*Aim*
In the Westin La Paloma text, what makes the Westin Kids Club "sure to keep them occupied"? Answer in one to three sentences.

*Provided text*
——————————

Pooling Their Resources

Destinations

The Westin La Paloma Resort & Spa

The Westin La Paloma Resort & Spa

The Westin La Paloma Resort & Spa has been rated North America’s No. 1 Westin for meeting planner satisfaction six of the last eight years. While the pools may be a prime gathering spot—“People come and they hang out for days at the pool,” Gelfand says—the Westin also has event venues that don’t require a towel.

Among 64,000 sq. ft. of meeting space, in addition to ample outdoor space, the Westin has a 17,479-square-foot ballroom that can divide into six spaces and seats 2,000 in a theater setup. The full-service catering and banquet department is available to help on the food front. Expect a heavy and delicious dose of farm-to-fork offerings that are designed around local growers’ offerings.

After dining, or at least an hour after eating according to the old axiom, guests can head outside to one of five pool areas, which include a lap pool, brand-spanking-new decking and furniture, and a smattering of cabanas equipped with a refrigerator, TV and lounge chairs. If there are kids around, the Westin Kids Club, which puts on activities and takes full advantage of the property’s 177-foot waterslide, is sure to keep them occupied. At night, cookouts and music are par for the course.

With mountains jutting up along the horizon, the Westin has turned its property, which spans a whopping 250 acres, into a weather homage. There are the pools, yes, but also a handful of other things that will feel like Christmas morning for those whose trek to Tucson marks the end of a winter hibernation: 27 holes of golf and six tennis courts. The resort’s “Desert Scape” nature trail, built in collaboration with the Arizona Sonora Desert Museum, is expected to debut this month. An outdoor art walkway is currently being designed with the help of the Southern Arizona Arts & Culture Alliance.

——————————

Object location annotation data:
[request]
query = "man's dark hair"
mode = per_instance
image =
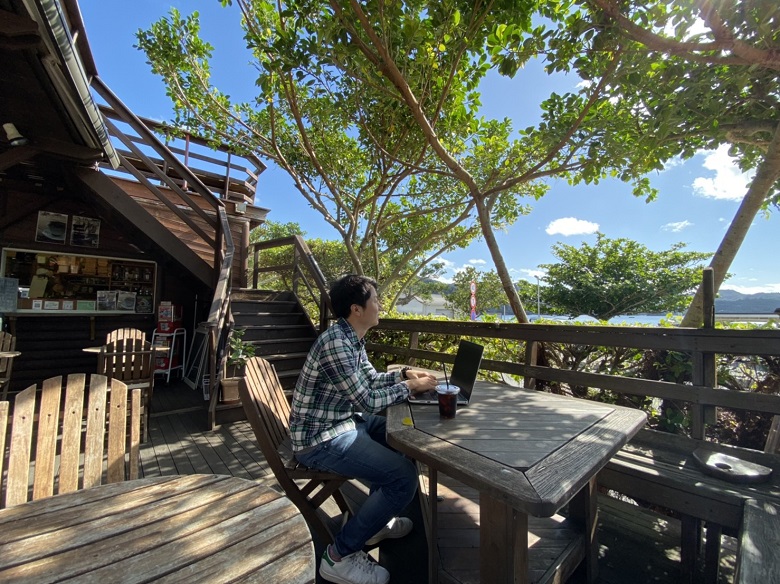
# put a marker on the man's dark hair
(348, 290)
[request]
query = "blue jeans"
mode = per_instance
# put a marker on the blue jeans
(364, 454)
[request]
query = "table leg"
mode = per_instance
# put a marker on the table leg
(433, 519)
(689, 546)
(503, 542)
(712, 552)
(583, 510)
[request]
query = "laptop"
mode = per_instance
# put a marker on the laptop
(464, 374)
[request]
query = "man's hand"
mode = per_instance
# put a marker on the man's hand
(420, 381)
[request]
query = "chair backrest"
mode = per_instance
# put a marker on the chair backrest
(772, 445)
(67, 434)
(267, 409)
(7, 343)
(125, 333)
(128, 359)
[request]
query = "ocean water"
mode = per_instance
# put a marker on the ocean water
(622, 320)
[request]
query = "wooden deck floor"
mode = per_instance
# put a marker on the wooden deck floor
(636, 546)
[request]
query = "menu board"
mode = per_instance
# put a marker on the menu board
(9, 291)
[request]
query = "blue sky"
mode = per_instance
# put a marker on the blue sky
(697, 200)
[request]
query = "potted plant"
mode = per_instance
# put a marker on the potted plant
(239, 352)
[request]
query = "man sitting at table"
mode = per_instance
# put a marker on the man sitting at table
(334, 428)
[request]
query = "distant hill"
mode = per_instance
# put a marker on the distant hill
(733, 302)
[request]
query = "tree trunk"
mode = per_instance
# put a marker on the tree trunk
(498, 261)
(767, 175)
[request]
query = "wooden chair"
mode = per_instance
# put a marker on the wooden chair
(125, 333)
(7, 344)
(131, 360)
(268, 413)
(67, 435)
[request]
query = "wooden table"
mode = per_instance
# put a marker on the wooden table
(166, 529)
(527, 453)
(97, 350)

——————————

*The answer*
The Westin Kids Club puts on activities for children. It also takes full advantage of the property's 177-foot waterslide.